▶ [Written problem]:
Answer these about the worked solution below:
1. In Step 2, what is x replaced with?
2. In Step 5, by what number is the equation multiplied to eliminate the fraction?
3. What expression for f(x) does the final result give?

▶ [Text]:
══════════

Let /be a function such that
`3f(x) + 22f(1/x) = 7x, AA x ne 0`, then for each `x ne 0`, `f(x)` is equal to

To solve the equation \(3f(x) + 22f\left(\frac{1}{x}\right) = 7x\) for \(f(x)\), we will follow these steps: ### Step 1: Write down the original equation We start with the equation given in the problem: \[ 3f(x) + 22f\left(\frac{1}{x}\right) = 7x \] ### Step 2: Substitute \(x\) with \(\frac{1}{x}\) Next, we substitute \(x\) with \(\frac{1}{x}\) in the original equation: \[ 3f\left(\frac{1}{x}\right) + 22f(x) = 7\left(\frac{1}{x}\right) \] This simplifies to: \[ 3f\left(\frac{1}{x}\right) + 22f(x) = \frac{7}{x} \] ### Step 3: Label the equations Now we have two equations: 1. \(3f(x) + 22f\left(\frac{1}{x}\right) = 7x\) (Equation 1) 2. \(3f\left(\frac{1}{x}\right) + 22f(x) = \frac{7}{x}\) (Equation 2) ### Step 4: Solve for \(f\left(\frac{1}{x}\right)\) in terms of \(f(x)\) From Equation 1, we can express \(f\left(\frac{1}{x}\right)\): \[ 22f\left(\frac{1}{x}\right) = 7x - 3f(x) \] \[ f\left(\frac{1}{x}\right) = \frac{7x - 3f(x)}{22} \] ### Step 5: Substitute \(f\left(\frac{1}{x}\right)\) into Equation 2 Now, substitute \(f\left(\frac{1}{x}\right)\) from the previous step into Equation 2: \[ 3\left(\frac{7x - 3f(x)}{22}\right) + 22f(x) = \frac{7}{x} \] Multiply through by 22 to eliminate the fraction: \[ 3(7x - 3f(x)) + 22 \cdot 22f(x) = \frac{154}{x} \] This simplifies to: \[ 21x - 9f(x) + 484f(x) = \frac{154}{x} \] Combine like terms: \[ 21x + 475f(x) = \frac{154}{x} \] ### Step 6: Solve for \(f(x)\) Now, isolate \(f(x)\): \[ 475f(x) = \frac{154}{x} - 21x \] \[ f(x) = \frac{\frac{154}{x} - 21x}{475} \] To simplify further: \[ f(x) = \frac{154 - 21x^2}{475x} \] ### Final Result Thus, the function \(f(x)\) is given by: \[ f(x) = \frac{154 - 21x^2}{475x} \]

══════════

▶ [Provided data]:
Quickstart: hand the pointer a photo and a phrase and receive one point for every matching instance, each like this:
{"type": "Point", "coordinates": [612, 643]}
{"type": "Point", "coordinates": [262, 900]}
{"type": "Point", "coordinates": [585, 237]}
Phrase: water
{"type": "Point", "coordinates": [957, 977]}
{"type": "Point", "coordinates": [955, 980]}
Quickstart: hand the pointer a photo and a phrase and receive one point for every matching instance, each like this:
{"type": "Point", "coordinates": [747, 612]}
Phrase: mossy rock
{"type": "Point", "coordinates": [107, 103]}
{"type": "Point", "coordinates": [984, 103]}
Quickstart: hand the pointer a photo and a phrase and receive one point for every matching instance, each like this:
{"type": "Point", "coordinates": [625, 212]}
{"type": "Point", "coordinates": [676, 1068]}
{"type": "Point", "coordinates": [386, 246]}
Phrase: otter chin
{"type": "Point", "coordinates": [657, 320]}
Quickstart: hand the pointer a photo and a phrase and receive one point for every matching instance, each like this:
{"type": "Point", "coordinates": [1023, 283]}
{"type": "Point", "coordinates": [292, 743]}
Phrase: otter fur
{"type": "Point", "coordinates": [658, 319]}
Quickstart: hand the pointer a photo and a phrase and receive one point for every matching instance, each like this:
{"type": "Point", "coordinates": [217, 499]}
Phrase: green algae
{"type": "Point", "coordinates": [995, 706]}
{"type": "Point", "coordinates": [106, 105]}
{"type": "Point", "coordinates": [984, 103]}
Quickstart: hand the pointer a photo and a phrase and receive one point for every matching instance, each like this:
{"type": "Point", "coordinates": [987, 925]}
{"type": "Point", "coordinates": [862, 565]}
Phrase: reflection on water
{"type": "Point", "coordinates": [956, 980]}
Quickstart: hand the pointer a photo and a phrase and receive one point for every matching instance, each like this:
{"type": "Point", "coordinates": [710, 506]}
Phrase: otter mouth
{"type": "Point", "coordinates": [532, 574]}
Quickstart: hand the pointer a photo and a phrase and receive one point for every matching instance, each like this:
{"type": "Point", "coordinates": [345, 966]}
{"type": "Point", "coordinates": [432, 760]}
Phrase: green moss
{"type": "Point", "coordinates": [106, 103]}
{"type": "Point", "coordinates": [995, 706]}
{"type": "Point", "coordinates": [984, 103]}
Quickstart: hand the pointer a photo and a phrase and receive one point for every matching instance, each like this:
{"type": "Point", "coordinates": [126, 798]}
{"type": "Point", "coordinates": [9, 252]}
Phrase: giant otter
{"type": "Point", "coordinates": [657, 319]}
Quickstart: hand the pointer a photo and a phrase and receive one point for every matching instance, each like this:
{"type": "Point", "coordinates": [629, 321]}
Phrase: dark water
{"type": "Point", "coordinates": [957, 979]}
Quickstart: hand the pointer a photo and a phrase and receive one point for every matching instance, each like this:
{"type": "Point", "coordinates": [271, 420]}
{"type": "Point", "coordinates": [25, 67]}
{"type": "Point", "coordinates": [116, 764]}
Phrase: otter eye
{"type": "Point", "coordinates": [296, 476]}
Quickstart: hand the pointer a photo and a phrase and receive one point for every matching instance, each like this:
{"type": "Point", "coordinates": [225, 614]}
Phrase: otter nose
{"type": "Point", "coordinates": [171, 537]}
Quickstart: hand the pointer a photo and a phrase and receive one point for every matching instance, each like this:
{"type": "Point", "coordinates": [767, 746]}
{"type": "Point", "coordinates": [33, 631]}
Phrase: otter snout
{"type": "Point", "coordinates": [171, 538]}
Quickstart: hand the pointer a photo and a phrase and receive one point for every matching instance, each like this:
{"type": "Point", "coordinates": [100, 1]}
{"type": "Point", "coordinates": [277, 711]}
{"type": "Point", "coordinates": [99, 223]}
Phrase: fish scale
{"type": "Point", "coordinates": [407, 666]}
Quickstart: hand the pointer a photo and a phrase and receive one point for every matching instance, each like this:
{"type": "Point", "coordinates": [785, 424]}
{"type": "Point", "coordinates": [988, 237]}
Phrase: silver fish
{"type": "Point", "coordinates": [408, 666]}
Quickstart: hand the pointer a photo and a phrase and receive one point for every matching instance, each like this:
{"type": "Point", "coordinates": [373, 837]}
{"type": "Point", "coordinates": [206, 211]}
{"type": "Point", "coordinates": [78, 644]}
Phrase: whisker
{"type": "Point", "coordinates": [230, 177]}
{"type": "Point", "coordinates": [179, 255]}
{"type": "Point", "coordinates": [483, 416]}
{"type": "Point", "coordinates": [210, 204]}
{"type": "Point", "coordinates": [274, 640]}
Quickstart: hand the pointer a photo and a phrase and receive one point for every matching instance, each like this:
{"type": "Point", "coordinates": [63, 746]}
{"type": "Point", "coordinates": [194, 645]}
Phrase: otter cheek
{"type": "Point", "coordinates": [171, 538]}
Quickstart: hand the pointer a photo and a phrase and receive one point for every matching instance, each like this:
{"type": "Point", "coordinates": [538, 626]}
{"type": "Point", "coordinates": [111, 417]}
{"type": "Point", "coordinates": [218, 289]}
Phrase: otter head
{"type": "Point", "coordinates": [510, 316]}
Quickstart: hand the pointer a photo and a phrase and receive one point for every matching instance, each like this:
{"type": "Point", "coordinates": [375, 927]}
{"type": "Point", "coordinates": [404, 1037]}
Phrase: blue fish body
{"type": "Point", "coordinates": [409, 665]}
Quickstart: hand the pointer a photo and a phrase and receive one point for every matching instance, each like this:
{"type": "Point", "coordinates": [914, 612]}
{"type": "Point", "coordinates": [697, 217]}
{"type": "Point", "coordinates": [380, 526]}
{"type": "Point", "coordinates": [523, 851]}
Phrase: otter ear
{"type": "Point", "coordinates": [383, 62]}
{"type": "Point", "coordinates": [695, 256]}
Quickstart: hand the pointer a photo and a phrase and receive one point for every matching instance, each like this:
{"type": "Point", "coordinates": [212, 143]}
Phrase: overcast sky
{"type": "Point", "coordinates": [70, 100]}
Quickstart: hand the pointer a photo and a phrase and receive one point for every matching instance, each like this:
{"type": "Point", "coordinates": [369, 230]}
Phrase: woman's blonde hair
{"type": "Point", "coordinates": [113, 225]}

══════════

▶ [Solved exercise]:
1. 1/x
2. 22
3. f(x) = (154 − 21x²)/(475x)